→ Task 1
Summarize the notation text in two sentences.
→ Task 2
Transcribe the section of the notation text that opens with the words containing "Each variable was" and closes with "the ML convention.".
→ Task 3
According to the notation text, what does the symbol \(B\) mean to a hardware engineer?

→ Excerpted passage
━━━━━━━━
Notation

Machine Learning Systems spans Machine Learning (computer science/statistics) and Systems (computer architecture/hardware). Each field developed its notation independently, and many symbols mean different things depending on the community, paper, or literature using them. This collision creates real confusion when the disciplines merge. The conventions below establish a single notation for eliminating ambiguity.

Consider a simple statement: “Increasing \(B\) improves throughput.” To an ML researcher, \(B\) means batch size. To a hardware engineer, \(B\) means bandwidth. Both interpretations are correct in their respective fields, but in ML Systems we need both concepts in the same equation—hence the need for a single, consistent convention.

The Iron Law of ML Systems

The fundamental performance equation of this book, introduced in the opening chapter, is:

\[T = \frac{D_{\text{vol}}}{\text{BW}} + \frac{O}{R_{\text{peak}} \cdot \eta_{\text{hw}}} + L_{\text{lat}}\]

Each variable was chosen deliberately to avoid collision with standard ML terminology.

Symbol Definition Unit Why This Symbol?
\(T\) Time seconds Unambiguous. Wall-clock time for an operation.
\(D_{\text{vol}}\) Data Volume bytes Avoids collision with \(D\) (Dataset Size). In scaling laws, \(D\) means training tokens. Here we need bytes moved through memory. The subscript disambiguates.
\(\text{BW}\) Bandwidth bytes/s Avoids collision with \(B\) (Batch Size). Physics uses \(B\) for bandwidth, but every ML paper uses \(B\) for batch size. We preserve the ML convention.
━━━━━━━━
→ Location annotation dataset excerpts
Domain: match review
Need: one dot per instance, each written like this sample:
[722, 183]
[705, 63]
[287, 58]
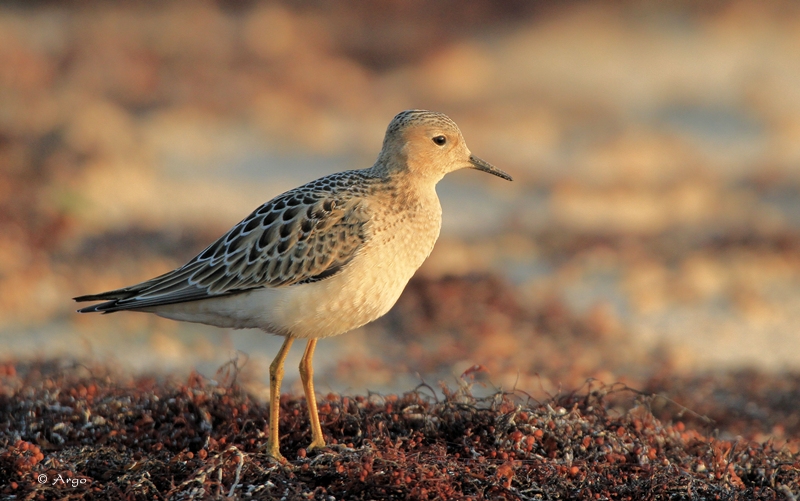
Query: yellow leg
[275, 378]
[307, 376]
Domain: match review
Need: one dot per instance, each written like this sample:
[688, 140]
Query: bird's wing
[299, 237]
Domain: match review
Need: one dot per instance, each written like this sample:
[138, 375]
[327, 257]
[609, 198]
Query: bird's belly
[364, 291]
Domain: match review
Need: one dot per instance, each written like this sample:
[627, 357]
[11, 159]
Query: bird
[318, 260]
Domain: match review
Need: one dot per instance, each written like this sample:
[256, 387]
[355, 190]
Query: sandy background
[654, 220]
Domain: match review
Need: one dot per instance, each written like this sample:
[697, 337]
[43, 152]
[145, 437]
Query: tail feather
[111, 298]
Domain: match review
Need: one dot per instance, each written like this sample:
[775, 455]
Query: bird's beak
[485, 166]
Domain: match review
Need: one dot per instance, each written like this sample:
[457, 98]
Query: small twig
[787, 492]
[238, 470]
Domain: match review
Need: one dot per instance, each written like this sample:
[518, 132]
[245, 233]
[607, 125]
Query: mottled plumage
[321, 259]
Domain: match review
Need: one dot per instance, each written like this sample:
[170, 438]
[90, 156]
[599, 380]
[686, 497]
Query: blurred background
[653, 225]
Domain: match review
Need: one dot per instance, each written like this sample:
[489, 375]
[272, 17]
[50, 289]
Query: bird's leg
[307, 376]
[275, 378]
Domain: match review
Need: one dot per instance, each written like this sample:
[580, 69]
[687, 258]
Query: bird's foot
[316, 445]
[273, 451]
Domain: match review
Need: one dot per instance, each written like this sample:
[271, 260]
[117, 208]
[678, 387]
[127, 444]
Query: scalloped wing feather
[305, 235]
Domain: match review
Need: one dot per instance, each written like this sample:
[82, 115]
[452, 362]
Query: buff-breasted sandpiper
[318, 260]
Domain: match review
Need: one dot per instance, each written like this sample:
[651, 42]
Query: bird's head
[428, 145]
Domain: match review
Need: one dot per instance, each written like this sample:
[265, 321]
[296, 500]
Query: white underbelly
[363, 291]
━━━━━━━━
→ Correct answer 1
Machine Learning Systems combines machine learning and systems, two fields that developed their notation independently, so many symbols mean different things depending on the community using them, as when \(B\) means batch size to an ML researcher but bandwidth to a hardware engineer. The conventions establish a single notation to eliminate this ambiguity, and the variables in the book's fundamental performance equation, the Iron Law of ML Systems, were chosen deliberately to avoid collision with standard ML terminology.

→ Correct answer 2
Each variable was chosen deliberately to avoid collision with standard ML terminology.

Symbol Definition Unit Why This Symbol?
\(T\) Time seconds Unambiguous. Wall-clock time for an operation.
\(D_{\text{vol}}\) Data Volume bytes Avoids collision with \(D\) (Dataset Size). In scaling laws, \(D\) means training tokens. Here we need bytes moved through memory. The subscript disambiguates.
\(\text{BW}\) Bandwidth bytes/s Avoids collision with \(B\) (Batch Size). Physics uses \(B\) for bandwidth, but every ML paper uses \(B\) for batch size. We preserve the ML convention.

→ Correct answer 3
Bandwidth.